Brief – Restate the data that follows exactly as it stands, beginning with the first line and ending with the line that contains "as [[1279, 627]].".

═══ Data supplied ═══

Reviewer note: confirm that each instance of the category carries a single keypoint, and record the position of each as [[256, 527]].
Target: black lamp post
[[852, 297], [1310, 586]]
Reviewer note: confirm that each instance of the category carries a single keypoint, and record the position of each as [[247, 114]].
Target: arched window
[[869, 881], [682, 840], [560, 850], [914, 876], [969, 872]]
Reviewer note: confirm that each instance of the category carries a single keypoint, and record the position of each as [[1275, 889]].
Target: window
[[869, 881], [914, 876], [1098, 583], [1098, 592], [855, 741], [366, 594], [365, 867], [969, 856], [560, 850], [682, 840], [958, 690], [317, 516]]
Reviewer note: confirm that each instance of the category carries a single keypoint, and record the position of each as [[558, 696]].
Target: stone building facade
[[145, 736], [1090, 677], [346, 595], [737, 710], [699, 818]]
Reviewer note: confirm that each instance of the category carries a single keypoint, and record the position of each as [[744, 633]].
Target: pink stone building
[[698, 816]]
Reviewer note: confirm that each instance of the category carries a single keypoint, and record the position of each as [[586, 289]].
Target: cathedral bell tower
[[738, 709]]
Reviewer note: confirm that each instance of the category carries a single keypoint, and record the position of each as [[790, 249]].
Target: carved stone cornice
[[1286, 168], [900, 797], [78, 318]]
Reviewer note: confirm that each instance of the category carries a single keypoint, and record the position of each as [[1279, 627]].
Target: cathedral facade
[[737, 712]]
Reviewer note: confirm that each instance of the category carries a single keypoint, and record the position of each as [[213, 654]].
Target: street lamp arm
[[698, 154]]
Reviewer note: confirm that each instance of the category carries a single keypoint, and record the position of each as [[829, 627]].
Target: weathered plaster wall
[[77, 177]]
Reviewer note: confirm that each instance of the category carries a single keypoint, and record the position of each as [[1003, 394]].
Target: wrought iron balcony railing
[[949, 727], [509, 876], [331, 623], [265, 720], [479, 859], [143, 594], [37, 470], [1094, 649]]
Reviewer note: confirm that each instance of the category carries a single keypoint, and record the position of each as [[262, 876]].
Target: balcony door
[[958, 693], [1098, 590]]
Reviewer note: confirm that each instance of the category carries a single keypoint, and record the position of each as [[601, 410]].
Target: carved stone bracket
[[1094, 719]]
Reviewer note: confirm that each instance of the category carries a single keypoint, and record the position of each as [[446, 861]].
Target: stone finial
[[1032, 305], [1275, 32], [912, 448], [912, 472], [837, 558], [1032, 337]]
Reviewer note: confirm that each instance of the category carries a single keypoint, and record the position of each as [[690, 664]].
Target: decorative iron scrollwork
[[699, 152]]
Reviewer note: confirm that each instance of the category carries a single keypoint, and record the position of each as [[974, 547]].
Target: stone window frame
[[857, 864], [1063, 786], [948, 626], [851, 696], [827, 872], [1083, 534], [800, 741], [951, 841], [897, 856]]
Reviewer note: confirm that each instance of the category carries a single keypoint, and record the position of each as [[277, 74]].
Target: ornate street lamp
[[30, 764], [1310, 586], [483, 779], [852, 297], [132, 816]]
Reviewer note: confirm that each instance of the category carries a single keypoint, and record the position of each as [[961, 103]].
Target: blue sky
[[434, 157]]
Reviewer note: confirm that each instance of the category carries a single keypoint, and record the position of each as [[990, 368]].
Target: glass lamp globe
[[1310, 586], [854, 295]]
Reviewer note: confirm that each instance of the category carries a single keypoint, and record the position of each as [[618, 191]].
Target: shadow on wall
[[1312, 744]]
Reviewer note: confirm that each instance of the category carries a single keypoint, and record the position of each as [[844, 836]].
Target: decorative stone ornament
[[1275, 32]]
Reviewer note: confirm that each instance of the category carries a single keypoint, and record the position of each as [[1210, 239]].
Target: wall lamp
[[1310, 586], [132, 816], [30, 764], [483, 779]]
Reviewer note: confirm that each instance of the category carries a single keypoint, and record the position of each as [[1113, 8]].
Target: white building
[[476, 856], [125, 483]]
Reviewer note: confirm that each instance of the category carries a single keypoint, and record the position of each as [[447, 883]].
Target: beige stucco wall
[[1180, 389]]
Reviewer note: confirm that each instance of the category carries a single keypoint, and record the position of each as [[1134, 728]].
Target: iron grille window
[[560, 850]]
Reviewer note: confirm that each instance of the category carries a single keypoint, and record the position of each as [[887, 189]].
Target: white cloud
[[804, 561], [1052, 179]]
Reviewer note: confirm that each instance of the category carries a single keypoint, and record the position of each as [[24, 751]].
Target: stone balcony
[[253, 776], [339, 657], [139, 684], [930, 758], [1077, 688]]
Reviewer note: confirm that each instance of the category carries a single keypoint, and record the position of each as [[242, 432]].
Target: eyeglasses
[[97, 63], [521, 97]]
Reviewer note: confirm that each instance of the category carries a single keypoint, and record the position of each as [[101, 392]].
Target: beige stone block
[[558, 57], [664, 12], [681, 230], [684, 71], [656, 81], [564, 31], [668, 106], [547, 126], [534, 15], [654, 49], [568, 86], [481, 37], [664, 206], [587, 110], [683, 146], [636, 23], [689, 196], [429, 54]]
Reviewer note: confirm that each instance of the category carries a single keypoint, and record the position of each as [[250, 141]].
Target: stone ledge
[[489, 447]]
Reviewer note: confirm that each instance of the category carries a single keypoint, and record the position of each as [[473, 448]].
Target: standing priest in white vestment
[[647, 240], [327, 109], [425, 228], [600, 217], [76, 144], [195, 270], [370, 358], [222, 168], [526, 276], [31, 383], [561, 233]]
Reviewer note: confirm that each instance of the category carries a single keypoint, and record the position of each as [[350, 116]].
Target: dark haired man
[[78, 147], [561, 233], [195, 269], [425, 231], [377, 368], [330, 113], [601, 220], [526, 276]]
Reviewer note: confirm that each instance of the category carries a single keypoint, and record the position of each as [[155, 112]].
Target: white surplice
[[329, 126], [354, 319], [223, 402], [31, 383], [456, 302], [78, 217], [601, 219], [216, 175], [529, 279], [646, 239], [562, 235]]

═══

Written solution –
Reviewer note: confirm that each instance of the category carries a single keypoint, and record the position of each as [[256, 527]].
Target: black lamp post
[[852, 297], [1310, 586]]
Reviewer note: confirm that each instance of the category carries a single keypoint, and record the position of each as [[247, 114]].
Target: arched window
[[869, 881], [682, 840], [560, 850], [914, 876], [969, 872]]
Reviewer note: confirm that each instance of the category carries a single keypoint, and record the position of each as [[1275, 889]].
Target: window
[[869, 881], [914, 876], [1098, 583], [1098, 592], [855, 741], [366, 594], [365, 867], [969, 856], [560, 850], [682, 840], [958, 690], [317, 516]]
Reviewer note: confirm that each instance of the category carries a single keypoint, and record the position of each as [[558, 696]].
Target: stone building facade
[[145, 736], [1090, 677], [346, 595], [737, 710], [699, 818]]
Reviewer note: confirm that each instance of the category carries a single keypoint, and record the position of each as [[744, 633]].
Target: pink stone building
[[698, 816]]
Reviewer note: confirm that each instance of the category carries a single keypoint, and record the position of each as [[586, 289]].
Target: cathedral bell tower
[[738, 709]]
Reviewer note: confirm that each instance of the category carries a single keypoint, and record the position of each as [[790, 249]].
Target: carved stone cornice
[[1286, 168], [900, 797], [78, 318]]
Reviewer note: confirm that each instance of the category carries a single keypoint, and record the position of each as [[1279, 627]].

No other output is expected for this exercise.